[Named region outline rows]
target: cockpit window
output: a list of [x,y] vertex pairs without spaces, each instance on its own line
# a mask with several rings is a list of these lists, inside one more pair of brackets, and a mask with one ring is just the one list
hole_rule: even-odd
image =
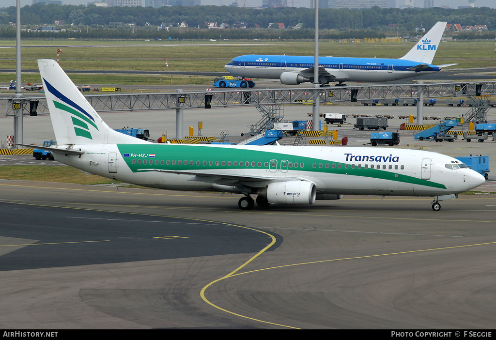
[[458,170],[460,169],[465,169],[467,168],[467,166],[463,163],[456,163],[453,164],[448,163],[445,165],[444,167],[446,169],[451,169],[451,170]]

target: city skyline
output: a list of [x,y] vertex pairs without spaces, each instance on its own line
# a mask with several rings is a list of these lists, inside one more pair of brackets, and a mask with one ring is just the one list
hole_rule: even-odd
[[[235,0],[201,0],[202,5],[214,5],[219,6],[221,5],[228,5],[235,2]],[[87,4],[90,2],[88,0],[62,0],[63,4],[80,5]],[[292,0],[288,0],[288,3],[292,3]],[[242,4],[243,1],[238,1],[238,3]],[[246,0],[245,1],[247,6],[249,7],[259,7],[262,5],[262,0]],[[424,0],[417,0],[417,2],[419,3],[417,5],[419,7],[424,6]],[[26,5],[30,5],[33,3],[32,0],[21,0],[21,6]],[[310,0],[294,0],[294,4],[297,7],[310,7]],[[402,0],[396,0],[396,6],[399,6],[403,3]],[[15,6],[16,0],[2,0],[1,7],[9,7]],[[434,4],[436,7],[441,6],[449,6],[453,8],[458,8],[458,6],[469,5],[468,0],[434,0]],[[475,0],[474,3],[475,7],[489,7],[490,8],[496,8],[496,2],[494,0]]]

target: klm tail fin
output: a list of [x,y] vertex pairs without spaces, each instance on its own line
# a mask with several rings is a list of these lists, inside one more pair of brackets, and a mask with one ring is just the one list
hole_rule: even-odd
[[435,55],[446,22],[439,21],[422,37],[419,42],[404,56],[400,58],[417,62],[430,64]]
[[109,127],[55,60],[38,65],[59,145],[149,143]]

Your goal ->
Copy out all the rows above word for word, leaving out the pictures.

Expected answer ->
target: cockpit window
output: a list of [x,y] vertex pairs without spaces, each instance on its own line
# a mask with several rings is a list of these lists, inside one more pair of brackets, and a mask with one ring is just the one list
hole_rule: even-odd
image =
[[458,170],[460,169],[465,169],[467,168],[467,166],[463,163],[456,163],[453,164],[448,163],[445,165],[444,167],[446,169],[451,169],[451,170]]

target: city skyline
output: a list of [x,y] vertex pairs without spaces, each instance on its own line
# a mask with several rings is a list of these lists, inside one more pair of brackets, and a mask with one ring is just the one list
hole_rule: even-odd
[[[235,0],[201,0],[202,5],[214,5],[219,6],[221,5],[228,5],[235,2]],[[87,4],[90,2],[88,0],[62,0],[63,4],[80,5]],[[292,0],[288,0],[288,3],[292,3]],[[242,4],[243,1],[238,1],[238,3]],[[246,0],[245,1],[247,6],[249,7],[259,7],[262,5],[262,0]],[[424,0],[417,0],[417,2],[419,3],[417,5],[419,7],[424,6]],[[26,5],[30,5],[33,3],[32,0],[21,0],[21,6]],[[310,0],[294,0],[294,4],[297,7],[310,7]],[[402,0],[396,0],[396,6],[399,6],[403,3]],[[15,6],[16,0],[2,0],[1,7],[9,7]],[[434,4],[436,7],[441,6],[449,6],[453,8],[458,8],[458,6],[469,5],[468,0],[434,0]],[[475,0],[474,3],[475,7],[489,7],[490,8],[496,8],[496,2],[494,0]]]

target: klm tail fin
output: a list of [x,y] vertex pairs without spaces, each instance on its own line
# a mask with several rings is a list of these lists, inside one more pair of brackets, and a mask with one ring is just the one list
hole_rule: even-odd
[[435,55],[446,22],[439,21],[422,37],[419,42],[404,56],[400,58],[417,62],[430,64]]
[[109,127],[55,60],[38,65],[59,145],[149,143]]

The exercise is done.